[Materials provided]:

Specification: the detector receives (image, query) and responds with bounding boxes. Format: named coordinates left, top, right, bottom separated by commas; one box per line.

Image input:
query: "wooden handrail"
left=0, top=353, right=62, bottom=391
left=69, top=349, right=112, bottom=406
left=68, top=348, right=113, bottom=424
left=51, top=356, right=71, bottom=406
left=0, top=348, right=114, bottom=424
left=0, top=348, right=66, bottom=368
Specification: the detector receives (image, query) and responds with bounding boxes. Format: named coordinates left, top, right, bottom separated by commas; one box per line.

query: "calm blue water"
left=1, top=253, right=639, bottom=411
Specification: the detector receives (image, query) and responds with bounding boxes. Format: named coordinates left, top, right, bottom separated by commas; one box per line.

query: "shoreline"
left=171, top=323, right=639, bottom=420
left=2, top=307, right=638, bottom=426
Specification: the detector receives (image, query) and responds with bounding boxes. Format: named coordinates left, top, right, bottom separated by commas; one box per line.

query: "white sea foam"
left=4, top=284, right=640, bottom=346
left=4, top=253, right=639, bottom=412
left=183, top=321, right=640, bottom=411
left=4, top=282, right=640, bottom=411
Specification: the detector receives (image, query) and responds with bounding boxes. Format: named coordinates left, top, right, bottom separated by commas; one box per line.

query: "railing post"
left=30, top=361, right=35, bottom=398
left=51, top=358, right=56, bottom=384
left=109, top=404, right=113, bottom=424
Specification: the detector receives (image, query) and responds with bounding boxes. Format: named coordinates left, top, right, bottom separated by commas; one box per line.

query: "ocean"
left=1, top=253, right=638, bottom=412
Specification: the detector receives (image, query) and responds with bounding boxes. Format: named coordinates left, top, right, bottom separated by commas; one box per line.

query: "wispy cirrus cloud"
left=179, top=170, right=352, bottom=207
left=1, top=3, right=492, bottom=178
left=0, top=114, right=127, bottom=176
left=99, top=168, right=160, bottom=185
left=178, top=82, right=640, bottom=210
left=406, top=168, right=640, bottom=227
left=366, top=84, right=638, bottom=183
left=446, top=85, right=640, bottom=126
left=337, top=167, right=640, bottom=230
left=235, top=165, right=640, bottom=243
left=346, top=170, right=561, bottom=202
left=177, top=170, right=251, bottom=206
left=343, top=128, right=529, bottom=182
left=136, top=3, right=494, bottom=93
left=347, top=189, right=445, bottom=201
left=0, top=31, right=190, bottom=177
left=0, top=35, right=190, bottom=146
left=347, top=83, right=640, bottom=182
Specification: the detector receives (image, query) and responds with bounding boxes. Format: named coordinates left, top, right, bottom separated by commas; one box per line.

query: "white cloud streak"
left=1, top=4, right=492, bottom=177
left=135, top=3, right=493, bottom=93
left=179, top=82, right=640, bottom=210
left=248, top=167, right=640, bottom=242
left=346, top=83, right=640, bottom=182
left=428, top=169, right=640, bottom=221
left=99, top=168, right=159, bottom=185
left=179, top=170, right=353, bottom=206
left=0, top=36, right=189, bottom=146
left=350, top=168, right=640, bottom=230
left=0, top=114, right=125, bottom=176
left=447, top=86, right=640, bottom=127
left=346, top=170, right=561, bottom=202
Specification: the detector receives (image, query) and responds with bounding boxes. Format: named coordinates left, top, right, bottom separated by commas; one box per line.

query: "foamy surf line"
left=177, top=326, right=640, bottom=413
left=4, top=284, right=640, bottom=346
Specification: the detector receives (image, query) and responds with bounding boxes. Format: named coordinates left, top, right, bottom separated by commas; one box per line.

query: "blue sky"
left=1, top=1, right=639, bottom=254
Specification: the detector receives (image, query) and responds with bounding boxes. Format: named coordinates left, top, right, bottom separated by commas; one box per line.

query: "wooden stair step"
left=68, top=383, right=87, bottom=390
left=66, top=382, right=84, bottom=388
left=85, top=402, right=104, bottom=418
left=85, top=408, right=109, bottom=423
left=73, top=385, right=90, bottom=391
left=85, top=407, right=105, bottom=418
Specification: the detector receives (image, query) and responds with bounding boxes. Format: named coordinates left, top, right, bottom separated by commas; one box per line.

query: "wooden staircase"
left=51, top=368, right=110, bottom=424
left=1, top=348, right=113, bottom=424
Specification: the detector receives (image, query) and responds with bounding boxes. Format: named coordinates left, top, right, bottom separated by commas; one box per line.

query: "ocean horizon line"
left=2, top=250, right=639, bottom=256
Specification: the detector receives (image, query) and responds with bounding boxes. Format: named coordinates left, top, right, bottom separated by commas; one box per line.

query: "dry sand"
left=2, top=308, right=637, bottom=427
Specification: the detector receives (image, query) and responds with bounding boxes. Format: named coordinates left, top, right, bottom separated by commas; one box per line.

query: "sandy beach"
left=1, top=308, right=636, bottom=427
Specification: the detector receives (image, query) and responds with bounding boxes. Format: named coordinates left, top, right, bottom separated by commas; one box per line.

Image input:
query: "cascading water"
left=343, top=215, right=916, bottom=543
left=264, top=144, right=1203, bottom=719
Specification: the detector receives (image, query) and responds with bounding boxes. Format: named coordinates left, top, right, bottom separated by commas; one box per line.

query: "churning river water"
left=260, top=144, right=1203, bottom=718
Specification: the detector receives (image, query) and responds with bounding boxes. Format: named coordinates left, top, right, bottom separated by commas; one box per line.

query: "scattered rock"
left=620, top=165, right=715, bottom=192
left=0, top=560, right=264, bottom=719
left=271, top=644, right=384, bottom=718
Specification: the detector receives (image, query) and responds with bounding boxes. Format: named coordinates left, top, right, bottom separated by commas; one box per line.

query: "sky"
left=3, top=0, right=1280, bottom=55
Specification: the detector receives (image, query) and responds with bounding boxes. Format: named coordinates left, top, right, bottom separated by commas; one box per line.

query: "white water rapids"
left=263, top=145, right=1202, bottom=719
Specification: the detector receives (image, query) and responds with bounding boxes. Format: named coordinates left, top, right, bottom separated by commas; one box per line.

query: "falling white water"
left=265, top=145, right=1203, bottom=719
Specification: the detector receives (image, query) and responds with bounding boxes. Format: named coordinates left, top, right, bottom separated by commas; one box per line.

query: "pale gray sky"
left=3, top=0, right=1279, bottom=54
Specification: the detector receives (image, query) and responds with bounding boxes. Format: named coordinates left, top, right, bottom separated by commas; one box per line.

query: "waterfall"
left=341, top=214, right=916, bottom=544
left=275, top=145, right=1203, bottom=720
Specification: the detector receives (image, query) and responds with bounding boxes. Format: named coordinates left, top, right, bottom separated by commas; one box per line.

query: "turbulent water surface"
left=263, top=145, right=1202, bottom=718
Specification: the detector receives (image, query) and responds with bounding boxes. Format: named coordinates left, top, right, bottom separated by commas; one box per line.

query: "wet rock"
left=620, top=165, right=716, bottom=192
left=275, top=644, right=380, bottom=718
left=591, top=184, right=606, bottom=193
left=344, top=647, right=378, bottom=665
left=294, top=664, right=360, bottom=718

[Requirement]:
Every line of the data should be output exactly as it was given.

[Finished exercise]:
Specification: the detector receives (image, query) and responds with bounding boxes. Format: named coordinates left, top, right, bottom separated by commas; one box per line.

Image input:
query: "wooden handrail"
left=0, top=353, right=62, bottom=391
left=69, top=349, right=112, bottom=406
left=68, top=348, right=113, bottom=424
left=51, top=356, right=71, bottom=406
left=0, top=348, right=114, bottom=424
left=0, top=348, right=66, bottom=368
Specification: the detector receives (image, query) and responds with bounding boxes. Format: named coordinates left, top, right, bottom separated by commas; one box per line.

query: "calm blue water"
left=1, top=253, right=639, bottom=411
Specification: the detector receives (image, query) and responds with bounding boxes. Format: named coordinates left, top, right, bottom separated by commas; one box per line.

query: "shoreline"
left=171, top=323, right=639, bottom=420
left=2, top=307, right=638, bottom=426
Specification: the detector receives (image, query) and responds with bounding boxes. Format: named coordinates left, top, right, bottom separated by commas; one box per line.

query: "white sea foam"
left=4, top=284, right=640, bottom=346
left=4, top=253, right=639, bottom=412
left=183, top=321, right=640, bottom=411
left=4, top=282, right=640, bottom=411
Specification: the detector receives (image, query) and responds with bounding boxes. Format: named coordinates left, top, right, bottom separated by commas; one box per line.

query: "railing post"
left=30, top=361, right=35, bottom=398
left=51, top=358, right=56, bottom=384
left=109, top=404, right=113, bottom=424
Specification: the detector receives (image, query) and responds with bounding boxes. Format: named coordinates left, top, right, bottom separated by commas; one box per line.

query: "ocean"
left=1, top=253, right=638, bottom=412
Specification: the detector receives (image, query) and responds with bounding boxes. Format: named coordinates left, top, right, bottom separated by commas; one box per line.

query: "wispy cirrus cloud"
left=179, top=170, right=352, bottom=207
left=1, top=3, right=492, bottom=178
left=0, top=114, right=127, bottom=176
left=99, top=168, right=160, bottom=185
left=178, top=82, right=640, bottom=210
left=406, top=168, right=640, bottom=227
left=366, top=84, right=638, bottom=183
left=446, top=85, right=640, bottom=126
left=337, top=167, right=640, bottom=230
left=235, top=165, right=640, bottom=243
left=346, top=170, right=561, bottom=202
left=177, top=170, right=251, bottom=206
left=343, top=128, right=529, bottom=182
left=136, top=3, right=494, bottom=93
left=347, top=189, right=445, bottom=201
left=0, top=31, right=190, bottom=177
left=0, top=35, right=190, bottom=146
left=347, top=83, right=640, bottom=182
Specification: the detector receives (image, query) and responds with bounding boxes. Format: named coordinates left, top, right, bottom separated by commas; one box per line.

query: "white cloud streak"
left=1, top=4, right=492, bottom=177
left=135, top=3, right=493, bottom=93
left=179, top=82, right=640, bottom=210
left=248, top=167, right=640, bottom=242
left=346, top=83, right=640, bottom=182
left=428, top=169, right=640, bottom=221
left=99, top=168, right=159, bottom=185
left=179, top=170, right=353, bottom=206
left=0, top=36, right=189, bottom=146
left=350, top=168, right=640, bottom=230
left=0, top=114, right=125, bottom=176
left=447, top=86, right=640, bottom=127
left=346, top=170, right=561, bottom=202
Specification: the detector receives (image, query) and responds with bounding boxes. Format: named coordinates left, top, right, bottom separated by commas; one box per line.

query: "foamy surf line"
left=177, top=326, right=640, bottom=413
left=4, top=284, right=640, bottom=346
Specification: the detector receives (image, query) and responds with bounding boxes. Format: named coordinates left, top, right, bottom separated by commas; one box per line.

query: "blue sky"
left=1, top=1, right=639, bottom=254
Specification: the detector receives (image, query) and responds with bounding boxes. Format: named coordinates left, top, right, bottom separated by commas; one box per line.

query: "wooden stair step"
left=68, top=383, right=87, bottom=390
left=66, top=382, right=84, bottom=388
left=85, top=402, right=104, bottom=418
left=85, top=408, right=109, bottom=423
left=73, top=385, right=90, bottom=391
left=85, top=407, right=105, bottom=418
Specification: the detector receives (image, query) and responds with bounding boxes. Format: named coordinates left, top, right, bottom separated by commas; one box per line.

query: "wooden staircase"
left=51, top=368, right=110, bottom=424
left=1, top=348, right=113, bottom=424
Specification: the detector receives (image, query) and responds with bounding boxes. Format: named coordinates left, top, right, bottom separated by commas; one box per line.

query: "ocean horizon line"
left=2, top=250, right=639, bottom=256
Specification: the detector receives (image, query) and responds with bounding boxes. Format: named coordinates left, top, right, bottom separated by commas; one box per line.

query: "dry sand"
left=2, top=308, right=637, bottom=427
Specification: the detector receives (image, query) and responds with bounding boxes. Format: named coordinates left, top, right, bottom separated by commas; one box per line.

query: "sandy beach"
left=1, top=308, right=636, bottom=427
Specification: the detector receives (image, query) and responds with bounding boxes. Format: named coordinates left, top, right, bottom separated by commas; one box per line.

Image input:
query: "cascading water"
left=343, top=215, right=916, bottom=543
left=264, top=144, right=1203, bottom=719
Specification: the detector receives (image, query) and responds with bounding boxes. Format: named coordinates left, top, right, bottom separated by commas; one box per line.

query: "churning river water"
left=260, top=144, right=1203, bottom=718
Specification: the detector receives (image, query) and responds with bounding boxes. Format: named coordinates left, top, right, bottom separated by commas; one box per line.

query: "scattered rock"
left=620, top=165, right=715, bottom=192
left=0, top=560, right=264, bottom=719
left=271, top=644, right=384, bottom=718
Specification: the detector receives (image, query) and responds with bounding boxes. Format: named coordinates left, top, right, bottom separated by commas; one box per line.

query: "sky"
left=3, top=0, right=1280, bottom=55
Specification: the detector receives (image, query) and responds with bounding boxes. Format: named coordinates left, top, right, bottom separated by commas; one box per line.

query: "white water rapids"
left=263, top=145, right=1202, bottom=719
Specification: the detector receives (image, query) and responds with bounding boxes. Format: named coordinates left, top, right, bottom separated by commas; one box per line.

query: "falling white water"
left=265, top=145, right=1203, bottom=719
Specification: the detector receives (image, query) and responds with bounding boxes. Format: named coordinates left, top, right, bottom separated by commas; one box per line.

query: "pale gray sky"
left=3, top=0, right=1279, bottom=54
Specification: the detector receives (image, query) and responds with bounding boxes. Format: named coordinates left, top, right, bottom separated by commas; one box per line.

query: "waterfall"
left=341, top=214, right=916, bottom=544
left=275, top=145, right=1203, bottom=720
Specification: the detector receives (image, query) and responds with bounding boxes. Format: named coordinates left, top, right, bottom separated by commas; one box per line.

query: "turbulent water surface"
left=263, top=145, right=1202, bottom=718
Specification: the detector receives (image, query) and responds with bounding boxes. Format: named coordinates left, top, right, bottom separated by commas; one box per line.

query: "wet rock"
left=620, top=165, right=716, bottom=192
left=275, top=644, right=380, bottom=718
left=591, top=184, right=606, bottom=193
left=344, top=647, right=378, bottom=665
left=294, top=664, right=360, bottom=718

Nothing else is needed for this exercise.